Rows from a dataset —
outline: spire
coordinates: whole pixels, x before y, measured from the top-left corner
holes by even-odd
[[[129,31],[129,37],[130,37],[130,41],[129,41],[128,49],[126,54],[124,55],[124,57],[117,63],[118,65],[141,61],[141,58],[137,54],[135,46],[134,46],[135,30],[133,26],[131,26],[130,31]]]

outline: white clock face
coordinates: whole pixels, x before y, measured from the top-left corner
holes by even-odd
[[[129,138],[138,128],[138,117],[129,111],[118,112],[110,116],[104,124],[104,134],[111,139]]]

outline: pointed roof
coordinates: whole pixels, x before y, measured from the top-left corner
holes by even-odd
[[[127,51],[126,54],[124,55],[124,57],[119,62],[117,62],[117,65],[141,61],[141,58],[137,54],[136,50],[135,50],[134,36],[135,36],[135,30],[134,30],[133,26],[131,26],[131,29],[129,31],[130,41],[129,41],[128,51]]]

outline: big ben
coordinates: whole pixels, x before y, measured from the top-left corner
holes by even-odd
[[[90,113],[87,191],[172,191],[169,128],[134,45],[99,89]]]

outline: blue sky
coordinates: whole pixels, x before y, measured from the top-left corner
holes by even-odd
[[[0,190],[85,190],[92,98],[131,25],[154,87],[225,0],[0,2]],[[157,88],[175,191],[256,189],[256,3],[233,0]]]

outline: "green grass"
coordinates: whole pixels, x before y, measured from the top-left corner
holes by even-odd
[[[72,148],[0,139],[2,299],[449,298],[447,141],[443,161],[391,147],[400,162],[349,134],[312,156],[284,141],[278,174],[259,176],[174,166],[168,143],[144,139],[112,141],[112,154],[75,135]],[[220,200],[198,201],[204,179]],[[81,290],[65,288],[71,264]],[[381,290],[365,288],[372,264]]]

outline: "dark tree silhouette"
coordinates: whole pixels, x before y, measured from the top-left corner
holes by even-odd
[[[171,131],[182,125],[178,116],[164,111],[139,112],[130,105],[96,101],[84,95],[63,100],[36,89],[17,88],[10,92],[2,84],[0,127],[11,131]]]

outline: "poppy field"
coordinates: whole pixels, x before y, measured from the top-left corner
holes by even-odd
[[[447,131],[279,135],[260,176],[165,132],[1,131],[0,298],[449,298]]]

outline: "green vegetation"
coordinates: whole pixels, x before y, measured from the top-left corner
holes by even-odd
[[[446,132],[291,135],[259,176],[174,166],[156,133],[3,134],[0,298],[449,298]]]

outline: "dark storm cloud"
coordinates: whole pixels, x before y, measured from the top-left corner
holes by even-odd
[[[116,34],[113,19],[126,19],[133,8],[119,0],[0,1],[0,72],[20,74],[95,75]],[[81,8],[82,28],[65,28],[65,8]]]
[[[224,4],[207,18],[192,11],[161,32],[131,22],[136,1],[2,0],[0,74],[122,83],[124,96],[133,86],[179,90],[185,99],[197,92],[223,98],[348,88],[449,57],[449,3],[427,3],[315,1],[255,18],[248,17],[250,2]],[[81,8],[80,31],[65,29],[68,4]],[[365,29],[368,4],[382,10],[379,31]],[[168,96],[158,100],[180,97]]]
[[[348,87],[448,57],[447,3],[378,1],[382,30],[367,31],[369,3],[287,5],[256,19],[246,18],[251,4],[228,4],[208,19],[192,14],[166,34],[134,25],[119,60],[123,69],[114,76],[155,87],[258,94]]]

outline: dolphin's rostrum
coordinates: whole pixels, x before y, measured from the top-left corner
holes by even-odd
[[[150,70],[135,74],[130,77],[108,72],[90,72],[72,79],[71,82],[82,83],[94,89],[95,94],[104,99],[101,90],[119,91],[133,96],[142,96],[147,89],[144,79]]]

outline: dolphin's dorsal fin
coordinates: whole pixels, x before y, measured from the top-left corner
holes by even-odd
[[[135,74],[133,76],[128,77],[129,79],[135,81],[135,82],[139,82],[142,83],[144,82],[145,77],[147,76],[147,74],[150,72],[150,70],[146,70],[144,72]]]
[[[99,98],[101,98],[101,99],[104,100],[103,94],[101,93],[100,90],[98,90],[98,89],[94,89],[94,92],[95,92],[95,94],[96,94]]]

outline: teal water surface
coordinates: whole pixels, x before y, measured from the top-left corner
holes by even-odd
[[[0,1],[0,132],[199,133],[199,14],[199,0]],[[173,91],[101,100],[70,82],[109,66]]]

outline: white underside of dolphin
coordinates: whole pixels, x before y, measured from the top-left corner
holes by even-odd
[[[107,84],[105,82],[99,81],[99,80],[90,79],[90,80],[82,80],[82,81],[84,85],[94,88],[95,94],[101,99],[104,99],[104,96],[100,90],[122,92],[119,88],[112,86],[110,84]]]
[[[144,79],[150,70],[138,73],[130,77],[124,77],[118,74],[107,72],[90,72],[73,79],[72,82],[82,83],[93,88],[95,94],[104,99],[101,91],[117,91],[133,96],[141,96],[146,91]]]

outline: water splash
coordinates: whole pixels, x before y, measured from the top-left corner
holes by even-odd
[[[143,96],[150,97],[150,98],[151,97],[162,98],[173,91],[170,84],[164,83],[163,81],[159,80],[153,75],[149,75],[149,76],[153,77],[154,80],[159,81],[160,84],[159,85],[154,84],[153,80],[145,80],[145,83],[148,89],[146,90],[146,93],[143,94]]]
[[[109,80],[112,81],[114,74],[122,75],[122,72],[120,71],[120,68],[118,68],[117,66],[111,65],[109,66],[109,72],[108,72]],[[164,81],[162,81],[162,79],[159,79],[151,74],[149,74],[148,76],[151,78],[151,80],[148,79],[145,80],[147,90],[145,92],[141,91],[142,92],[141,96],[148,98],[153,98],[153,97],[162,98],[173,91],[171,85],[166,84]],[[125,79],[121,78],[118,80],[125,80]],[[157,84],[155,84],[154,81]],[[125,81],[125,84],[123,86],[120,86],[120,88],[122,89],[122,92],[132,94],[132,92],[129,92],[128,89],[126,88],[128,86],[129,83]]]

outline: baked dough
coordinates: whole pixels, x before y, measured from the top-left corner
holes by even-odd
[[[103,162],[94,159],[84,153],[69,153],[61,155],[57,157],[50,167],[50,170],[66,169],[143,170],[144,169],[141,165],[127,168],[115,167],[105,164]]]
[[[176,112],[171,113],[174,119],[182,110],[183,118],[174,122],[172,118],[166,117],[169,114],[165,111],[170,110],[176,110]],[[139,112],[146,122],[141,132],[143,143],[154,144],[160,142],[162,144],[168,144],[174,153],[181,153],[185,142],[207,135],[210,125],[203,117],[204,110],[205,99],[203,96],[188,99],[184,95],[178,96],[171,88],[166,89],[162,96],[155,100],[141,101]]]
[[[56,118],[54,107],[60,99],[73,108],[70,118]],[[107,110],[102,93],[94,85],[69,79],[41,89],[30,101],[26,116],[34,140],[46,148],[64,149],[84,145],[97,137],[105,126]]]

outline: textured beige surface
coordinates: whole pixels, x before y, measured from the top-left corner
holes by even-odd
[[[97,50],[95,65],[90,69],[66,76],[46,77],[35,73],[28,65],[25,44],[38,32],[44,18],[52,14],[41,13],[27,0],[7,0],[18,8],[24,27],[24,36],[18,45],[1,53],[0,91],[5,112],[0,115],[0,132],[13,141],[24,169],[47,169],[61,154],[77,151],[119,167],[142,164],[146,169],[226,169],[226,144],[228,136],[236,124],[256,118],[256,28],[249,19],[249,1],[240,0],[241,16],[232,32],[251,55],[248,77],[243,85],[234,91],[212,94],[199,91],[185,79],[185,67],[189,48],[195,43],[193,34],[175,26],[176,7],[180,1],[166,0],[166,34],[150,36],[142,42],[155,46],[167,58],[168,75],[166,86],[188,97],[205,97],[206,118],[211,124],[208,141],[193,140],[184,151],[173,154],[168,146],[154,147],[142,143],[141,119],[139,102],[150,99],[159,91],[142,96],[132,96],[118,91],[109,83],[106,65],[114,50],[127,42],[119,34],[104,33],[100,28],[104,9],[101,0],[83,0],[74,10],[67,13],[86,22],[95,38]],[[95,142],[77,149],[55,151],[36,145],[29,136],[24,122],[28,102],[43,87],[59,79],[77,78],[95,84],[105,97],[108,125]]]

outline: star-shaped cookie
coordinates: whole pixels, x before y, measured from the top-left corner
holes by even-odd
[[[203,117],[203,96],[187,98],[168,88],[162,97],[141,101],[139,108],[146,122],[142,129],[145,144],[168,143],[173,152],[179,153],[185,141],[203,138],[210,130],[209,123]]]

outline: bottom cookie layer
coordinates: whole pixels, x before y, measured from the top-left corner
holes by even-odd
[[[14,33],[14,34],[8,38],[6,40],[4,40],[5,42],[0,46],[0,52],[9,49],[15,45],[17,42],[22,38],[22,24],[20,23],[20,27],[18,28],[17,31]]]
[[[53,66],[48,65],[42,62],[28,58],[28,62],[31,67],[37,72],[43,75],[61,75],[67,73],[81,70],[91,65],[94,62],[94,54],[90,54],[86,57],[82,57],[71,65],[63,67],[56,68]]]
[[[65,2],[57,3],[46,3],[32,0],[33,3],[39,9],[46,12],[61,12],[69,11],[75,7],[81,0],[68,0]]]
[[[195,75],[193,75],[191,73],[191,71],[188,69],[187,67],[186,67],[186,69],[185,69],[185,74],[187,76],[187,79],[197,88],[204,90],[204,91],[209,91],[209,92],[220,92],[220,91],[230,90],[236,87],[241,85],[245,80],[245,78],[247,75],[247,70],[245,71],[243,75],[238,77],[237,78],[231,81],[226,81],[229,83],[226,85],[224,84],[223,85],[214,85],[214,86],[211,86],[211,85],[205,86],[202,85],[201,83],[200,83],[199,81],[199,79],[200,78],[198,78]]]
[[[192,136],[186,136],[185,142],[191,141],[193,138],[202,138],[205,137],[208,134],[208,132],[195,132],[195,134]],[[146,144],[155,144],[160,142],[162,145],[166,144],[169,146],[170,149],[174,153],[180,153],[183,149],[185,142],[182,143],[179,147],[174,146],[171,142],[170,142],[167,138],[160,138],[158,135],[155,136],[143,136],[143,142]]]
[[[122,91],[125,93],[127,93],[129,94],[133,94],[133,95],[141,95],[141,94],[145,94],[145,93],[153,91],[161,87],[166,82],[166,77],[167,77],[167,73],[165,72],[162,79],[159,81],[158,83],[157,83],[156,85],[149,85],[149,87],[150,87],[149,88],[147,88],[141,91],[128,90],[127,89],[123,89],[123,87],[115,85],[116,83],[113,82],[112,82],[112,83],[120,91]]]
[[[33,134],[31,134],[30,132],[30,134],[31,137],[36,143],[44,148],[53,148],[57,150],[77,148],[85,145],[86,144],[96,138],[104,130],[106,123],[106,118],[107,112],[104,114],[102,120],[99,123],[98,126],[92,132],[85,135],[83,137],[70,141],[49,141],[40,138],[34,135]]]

PROBLEM TO SOLVE — Please pull out every line above that contains the string "dolphin", treating uppercase and lowercase as different.

IN RESPONSE —
outline: dolphin's rostrum
outline: dolphin's dorsal fin
outline: white underside of dolphin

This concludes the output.